Excerpt provided:
%%
In addition to her design work, Thorpe, who was a jazz enthusiast, wrote as a columnist at Downbeat Magazine. Meeting many of the noted musicians in the field, she worked as a personal manager for such artists as the De Paris Brothers, Sidney and Wilbur; Miles Davis; and Abbey Lincoln. She exhibited works at the Brussels World Fair in 1958 and toured Europe with the United States Information Service Exhibit. Her works were featured in major museum collections, such as a 1954 weaving in the permanent holdings of the Victoria and Albert Museum. In 1960, she was part of a New York State Education Department television series Adventures in Art where she discussed weaving.

In 1962, Thorpe moved to Santa Fe, New Mexico and began teaching weaving at the newly founded Institute of American Indian Arts (IAIA). She served as the chair of the fiber and textile arts department of IAIA, but continued to work on research projects in New York, like a 1964 study of South and Central American textiles. On 11 November 1966, Thorpe married Lloyd Kiva New, a Cherokee fashion designer.
%%
Listed entries:
%%
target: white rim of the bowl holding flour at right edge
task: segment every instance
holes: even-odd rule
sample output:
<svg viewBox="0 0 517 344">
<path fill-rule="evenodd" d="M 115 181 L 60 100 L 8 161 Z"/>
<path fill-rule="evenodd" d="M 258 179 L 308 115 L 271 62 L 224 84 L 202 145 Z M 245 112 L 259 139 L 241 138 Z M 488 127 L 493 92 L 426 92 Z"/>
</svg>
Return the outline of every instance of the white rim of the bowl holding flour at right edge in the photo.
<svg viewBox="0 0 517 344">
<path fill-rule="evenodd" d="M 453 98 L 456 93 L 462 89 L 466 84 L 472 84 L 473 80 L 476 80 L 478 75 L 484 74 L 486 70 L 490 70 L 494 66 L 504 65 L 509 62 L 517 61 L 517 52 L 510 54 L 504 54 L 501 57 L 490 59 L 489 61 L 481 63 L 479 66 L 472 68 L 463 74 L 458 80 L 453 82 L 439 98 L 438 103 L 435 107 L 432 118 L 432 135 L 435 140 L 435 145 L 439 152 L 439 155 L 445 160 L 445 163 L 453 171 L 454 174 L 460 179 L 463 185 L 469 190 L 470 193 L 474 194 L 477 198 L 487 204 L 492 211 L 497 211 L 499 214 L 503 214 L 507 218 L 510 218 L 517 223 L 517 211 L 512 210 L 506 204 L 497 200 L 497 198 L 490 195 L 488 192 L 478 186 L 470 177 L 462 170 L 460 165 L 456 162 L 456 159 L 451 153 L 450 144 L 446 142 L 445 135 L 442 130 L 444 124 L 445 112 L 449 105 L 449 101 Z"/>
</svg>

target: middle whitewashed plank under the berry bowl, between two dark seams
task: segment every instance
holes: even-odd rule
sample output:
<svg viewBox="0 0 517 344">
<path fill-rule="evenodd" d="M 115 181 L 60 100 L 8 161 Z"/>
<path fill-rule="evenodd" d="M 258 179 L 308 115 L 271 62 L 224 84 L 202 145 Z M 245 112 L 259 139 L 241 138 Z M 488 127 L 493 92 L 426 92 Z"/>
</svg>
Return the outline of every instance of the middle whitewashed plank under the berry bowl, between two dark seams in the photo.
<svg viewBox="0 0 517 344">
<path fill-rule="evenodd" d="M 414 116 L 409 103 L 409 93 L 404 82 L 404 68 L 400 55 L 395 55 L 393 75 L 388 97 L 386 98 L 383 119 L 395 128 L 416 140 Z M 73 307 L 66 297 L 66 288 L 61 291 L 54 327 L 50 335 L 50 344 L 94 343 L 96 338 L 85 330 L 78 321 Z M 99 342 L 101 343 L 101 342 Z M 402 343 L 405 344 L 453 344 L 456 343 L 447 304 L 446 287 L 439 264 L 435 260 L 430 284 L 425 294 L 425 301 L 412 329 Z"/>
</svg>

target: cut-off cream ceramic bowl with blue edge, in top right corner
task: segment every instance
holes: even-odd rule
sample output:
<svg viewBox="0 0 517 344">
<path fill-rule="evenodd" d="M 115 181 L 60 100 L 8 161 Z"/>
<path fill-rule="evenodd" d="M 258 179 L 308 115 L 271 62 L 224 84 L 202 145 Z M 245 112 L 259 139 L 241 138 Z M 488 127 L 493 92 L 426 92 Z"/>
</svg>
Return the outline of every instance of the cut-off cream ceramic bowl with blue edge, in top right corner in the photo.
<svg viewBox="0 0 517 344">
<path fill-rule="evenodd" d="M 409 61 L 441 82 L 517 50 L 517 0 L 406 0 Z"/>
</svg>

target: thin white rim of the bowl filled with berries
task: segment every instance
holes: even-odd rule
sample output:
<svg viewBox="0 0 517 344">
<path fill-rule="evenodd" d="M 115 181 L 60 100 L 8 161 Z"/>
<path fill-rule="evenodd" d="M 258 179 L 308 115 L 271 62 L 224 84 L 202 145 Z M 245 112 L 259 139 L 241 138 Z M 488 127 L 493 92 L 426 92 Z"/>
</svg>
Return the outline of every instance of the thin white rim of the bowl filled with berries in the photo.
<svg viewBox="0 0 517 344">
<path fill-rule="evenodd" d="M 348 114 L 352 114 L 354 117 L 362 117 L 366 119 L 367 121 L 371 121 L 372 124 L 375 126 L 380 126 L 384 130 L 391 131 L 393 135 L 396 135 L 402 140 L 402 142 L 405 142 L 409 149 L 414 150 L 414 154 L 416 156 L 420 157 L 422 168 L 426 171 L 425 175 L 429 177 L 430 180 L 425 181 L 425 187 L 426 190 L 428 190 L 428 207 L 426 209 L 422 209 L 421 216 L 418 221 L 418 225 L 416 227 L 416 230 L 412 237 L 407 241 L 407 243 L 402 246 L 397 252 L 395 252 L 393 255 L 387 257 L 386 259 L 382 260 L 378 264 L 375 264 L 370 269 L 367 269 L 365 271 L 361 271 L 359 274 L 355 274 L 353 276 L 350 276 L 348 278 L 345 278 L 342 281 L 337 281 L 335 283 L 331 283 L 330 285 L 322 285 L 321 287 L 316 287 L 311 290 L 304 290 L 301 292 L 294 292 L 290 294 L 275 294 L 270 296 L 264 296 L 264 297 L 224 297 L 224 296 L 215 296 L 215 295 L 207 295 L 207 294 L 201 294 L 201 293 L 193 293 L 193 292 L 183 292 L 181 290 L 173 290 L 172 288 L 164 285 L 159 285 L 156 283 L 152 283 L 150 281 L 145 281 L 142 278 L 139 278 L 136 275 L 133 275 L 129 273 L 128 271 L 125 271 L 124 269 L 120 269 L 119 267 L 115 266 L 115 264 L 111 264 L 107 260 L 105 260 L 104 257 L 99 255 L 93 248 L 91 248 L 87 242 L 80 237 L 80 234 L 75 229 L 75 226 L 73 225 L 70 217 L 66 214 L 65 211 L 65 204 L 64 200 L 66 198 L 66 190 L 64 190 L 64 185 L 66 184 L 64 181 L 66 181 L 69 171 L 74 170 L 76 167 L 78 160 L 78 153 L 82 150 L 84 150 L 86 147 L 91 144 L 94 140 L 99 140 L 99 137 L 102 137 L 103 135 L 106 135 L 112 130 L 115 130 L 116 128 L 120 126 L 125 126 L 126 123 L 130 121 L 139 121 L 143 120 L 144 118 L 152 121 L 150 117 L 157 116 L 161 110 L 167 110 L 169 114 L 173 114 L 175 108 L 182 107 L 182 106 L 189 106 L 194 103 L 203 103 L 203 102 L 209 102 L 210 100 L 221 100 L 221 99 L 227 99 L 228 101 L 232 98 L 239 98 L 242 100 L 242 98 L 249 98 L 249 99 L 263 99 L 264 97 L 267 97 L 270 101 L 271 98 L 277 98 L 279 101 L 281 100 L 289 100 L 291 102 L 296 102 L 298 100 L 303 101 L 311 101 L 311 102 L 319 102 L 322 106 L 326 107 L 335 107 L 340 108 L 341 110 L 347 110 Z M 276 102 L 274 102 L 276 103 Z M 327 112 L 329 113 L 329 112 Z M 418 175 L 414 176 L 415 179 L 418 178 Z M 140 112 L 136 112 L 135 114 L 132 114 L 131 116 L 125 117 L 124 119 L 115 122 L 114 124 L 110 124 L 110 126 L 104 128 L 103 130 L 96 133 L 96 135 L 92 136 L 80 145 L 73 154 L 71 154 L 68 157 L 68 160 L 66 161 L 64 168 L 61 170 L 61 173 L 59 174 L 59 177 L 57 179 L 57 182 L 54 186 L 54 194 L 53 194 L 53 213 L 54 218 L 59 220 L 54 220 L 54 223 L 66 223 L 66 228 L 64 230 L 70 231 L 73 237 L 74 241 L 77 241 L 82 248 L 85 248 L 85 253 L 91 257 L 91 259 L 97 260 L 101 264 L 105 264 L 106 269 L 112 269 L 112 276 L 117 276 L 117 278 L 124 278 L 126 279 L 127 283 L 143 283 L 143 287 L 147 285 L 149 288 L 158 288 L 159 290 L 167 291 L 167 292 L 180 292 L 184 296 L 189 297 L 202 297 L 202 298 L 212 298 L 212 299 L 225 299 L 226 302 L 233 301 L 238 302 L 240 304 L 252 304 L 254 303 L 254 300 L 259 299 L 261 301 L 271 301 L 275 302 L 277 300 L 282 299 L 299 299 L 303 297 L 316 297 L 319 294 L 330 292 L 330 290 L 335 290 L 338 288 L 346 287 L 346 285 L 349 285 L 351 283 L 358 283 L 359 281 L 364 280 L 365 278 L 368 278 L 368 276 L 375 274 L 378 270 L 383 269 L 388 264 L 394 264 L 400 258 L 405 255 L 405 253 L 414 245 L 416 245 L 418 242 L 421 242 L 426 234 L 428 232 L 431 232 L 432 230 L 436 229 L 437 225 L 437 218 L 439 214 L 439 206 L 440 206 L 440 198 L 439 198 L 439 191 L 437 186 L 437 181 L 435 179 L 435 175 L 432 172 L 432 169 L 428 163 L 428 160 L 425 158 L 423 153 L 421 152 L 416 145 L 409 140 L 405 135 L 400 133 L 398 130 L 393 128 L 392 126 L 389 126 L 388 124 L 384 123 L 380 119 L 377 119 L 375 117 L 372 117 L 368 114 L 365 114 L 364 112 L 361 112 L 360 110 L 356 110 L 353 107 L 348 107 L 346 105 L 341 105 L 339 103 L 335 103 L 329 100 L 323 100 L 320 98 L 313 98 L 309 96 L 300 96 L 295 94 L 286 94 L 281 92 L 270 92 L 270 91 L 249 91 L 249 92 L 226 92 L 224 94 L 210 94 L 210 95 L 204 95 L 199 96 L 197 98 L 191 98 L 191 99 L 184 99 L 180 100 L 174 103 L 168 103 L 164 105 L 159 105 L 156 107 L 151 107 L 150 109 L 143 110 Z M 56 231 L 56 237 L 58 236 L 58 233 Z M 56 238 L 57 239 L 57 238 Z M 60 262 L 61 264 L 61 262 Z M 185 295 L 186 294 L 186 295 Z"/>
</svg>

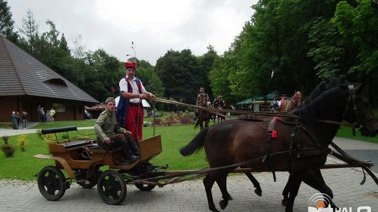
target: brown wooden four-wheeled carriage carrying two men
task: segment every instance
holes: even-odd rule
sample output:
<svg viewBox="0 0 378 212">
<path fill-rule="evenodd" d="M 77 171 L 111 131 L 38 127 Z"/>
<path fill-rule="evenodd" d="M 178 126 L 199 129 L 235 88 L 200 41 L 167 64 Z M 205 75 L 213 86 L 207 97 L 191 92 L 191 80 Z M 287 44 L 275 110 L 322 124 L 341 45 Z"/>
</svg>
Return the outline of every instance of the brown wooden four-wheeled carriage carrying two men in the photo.
<svg viewBox="0 0 378 212">
<path fill-rule="evenodd" d="M 41 130 L 43 135 L 77 130 L 76 126 Z M 134 184 L 140 190 L 152 190 L 155 185 L 134 183 L 141 177 L 153 174 L 155 167 L 148 162 L 162 152 L 160 135 L 139 142 L 141 158 L 132 164 L 118 165 L 115 161 L 123 157 L 122 149 L 99 146 L 92 140 L 71 142 L 70 139 L 50 142 L 51 156 L 38 154 L 35 158 L 55 160 L 55 166 L 47 166 L 38 173 L 38 188 L 48 200 L 60 199 L 72 181 L 83 188 L 97 185 L 100 197 L 106 204 L 120 204 L 126 197 L 126 184 Z M 100 167 L 109 166 L 102 171 Z M 164 167 L 163 167 L 164 168 Z M 66 172 L 64 175 L 62 171 Z"/>
</svg>

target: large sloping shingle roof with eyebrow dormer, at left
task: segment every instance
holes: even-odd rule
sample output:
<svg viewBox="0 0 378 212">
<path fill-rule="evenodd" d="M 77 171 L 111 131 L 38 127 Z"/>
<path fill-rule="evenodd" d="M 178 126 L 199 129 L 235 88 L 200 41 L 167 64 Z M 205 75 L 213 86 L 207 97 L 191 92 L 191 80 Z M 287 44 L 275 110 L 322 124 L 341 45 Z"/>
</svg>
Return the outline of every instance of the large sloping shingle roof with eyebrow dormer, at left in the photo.
<svg viewBox="0 0 378 212">
<path fill-rule="evenodd" d="M 48 83 L 49 81 L 60 82 L 62 85 Z M 20 47 L 0 36 L 0 96 L 18 95 L 99 103 Z"/>
</svg>

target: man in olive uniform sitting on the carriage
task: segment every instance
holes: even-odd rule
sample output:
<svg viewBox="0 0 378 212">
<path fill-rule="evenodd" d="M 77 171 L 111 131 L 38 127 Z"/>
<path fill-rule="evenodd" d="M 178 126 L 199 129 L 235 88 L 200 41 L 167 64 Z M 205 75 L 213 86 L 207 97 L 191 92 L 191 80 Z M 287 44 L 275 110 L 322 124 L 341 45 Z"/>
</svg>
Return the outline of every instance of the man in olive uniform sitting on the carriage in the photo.
<svg viewBox="0 0 378 212">
<path fill-rule="evenodd" d="M 114 111 L 116 110 L 116 101 L 113 97 L 106 98 L 105 111 L 99 115 L 94 124 L 94 131 L 97 135 L 99 145 L 109 145 L 111 140 L 115 147 L 122 147 L 124 156 L 120 161 L 116 161 L 119 165 L 133 163 L 140 158 L 140 152 L 137 144 L 130 135 L 132 132 L 120 128 Z"/>
</svg>

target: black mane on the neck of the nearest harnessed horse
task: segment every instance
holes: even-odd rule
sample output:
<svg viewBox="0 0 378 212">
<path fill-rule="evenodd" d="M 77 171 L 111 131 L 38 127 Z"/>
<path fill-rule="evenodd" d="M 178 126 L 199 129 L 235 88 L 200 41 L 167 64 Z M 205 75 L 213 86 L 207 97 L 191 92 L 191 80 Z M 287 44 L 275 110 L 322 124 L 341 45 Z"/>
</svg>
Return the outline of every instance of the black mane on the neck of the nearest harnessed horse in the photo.
<svg viewBox="0 0 378 212">
<path fill-rule="evenodd" d="M 319 85 L 324 86 L 325 84 Z M 339 84 L 323 91 L 323 93 L 319 91 L 314 90 L 315 93 L 311 93 L 311 98 L 307 99 L 306 104 L 295 109 L 293 114 L 300 116 L 302 121 L 324 119 L 325 115 L 330 115 L 333 119 L 341 119 L 341 116 L 337 115 L 344 110 L 346 96 L 348 95 L 348 92 L 346 92 L 348 91 L 347 86 Z"/>
</svg>

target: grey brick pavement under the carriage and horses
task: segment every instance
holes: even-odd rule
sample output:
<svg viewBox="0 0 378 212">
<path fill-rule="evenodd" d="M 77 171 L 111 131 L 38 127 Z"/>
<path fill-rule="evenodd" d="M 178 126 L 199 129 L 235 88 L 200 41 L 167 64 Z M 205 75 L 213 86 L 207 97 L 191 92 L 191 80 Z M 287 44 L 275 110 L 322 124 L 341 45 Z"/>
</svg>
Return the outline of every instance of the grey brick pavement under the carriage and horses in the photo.
<svg viewBox="0 0 378 212">
<path fill-rule="evenodd" d="M 330 158 L 331 162 L 336 159 Z M 359 169 L 324 169 L 325 182 L 332 188 L 334 202 L 339 207 L 371 206 L 378 211 L 378 186 L 367 176 L 366 183 L 359 185 L 363 178 Z M 281 206 L 281 191 L 288 174 L 254 174 L 262 186 L 262 197 L 253 192 L 254 188 L 246 176 L 229 176 L 228 190 L 233 197 L 225 211 L 284 211 Z M 309 198 L 316 190 L 302 183 L 295 199 L 294 211 L 307 211 Z M 213 188 L 214 202 L 221 200 L 217 185 Z M 164 188 L 155 188 L 151 192 L 141 192 L 134 185 L 127 185 L 127 197 L 123 204 L 110 206 L 104 204 L 97 194 L 97 188 L 83 189 L 76 183 L 57 202 L 46 200 L 38 191 L 36 181 L 0 180 L 0 211 L 209 211 L 201 180 L 185 181 Z M 348 211 L 349 212 L 349 211 Z"/>
</svg>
%%
Problem description:
Using the passage about Thorpe, decide whether each statement agrees with it: (a) Thorpe wrote a column for Downbeat Magazine; (b) Thorpe moved to Santa Fe in 1958; (c) the Victoria and Albert Museum holds a 1954 weaving by Thorpe. Answer yes or no for each, and quote the words that decide it. The rows aren't needed for this.

Solution to this task:
(a) Yes: "wrote as a columnist at Downbeat Magazine"
(b) No: "In 1962, Thorpe moved to Santa Fe, New Mexico"
(c) Yes: "a 1954 weaving in the permanent holdings of the Victoria and Albert Museum"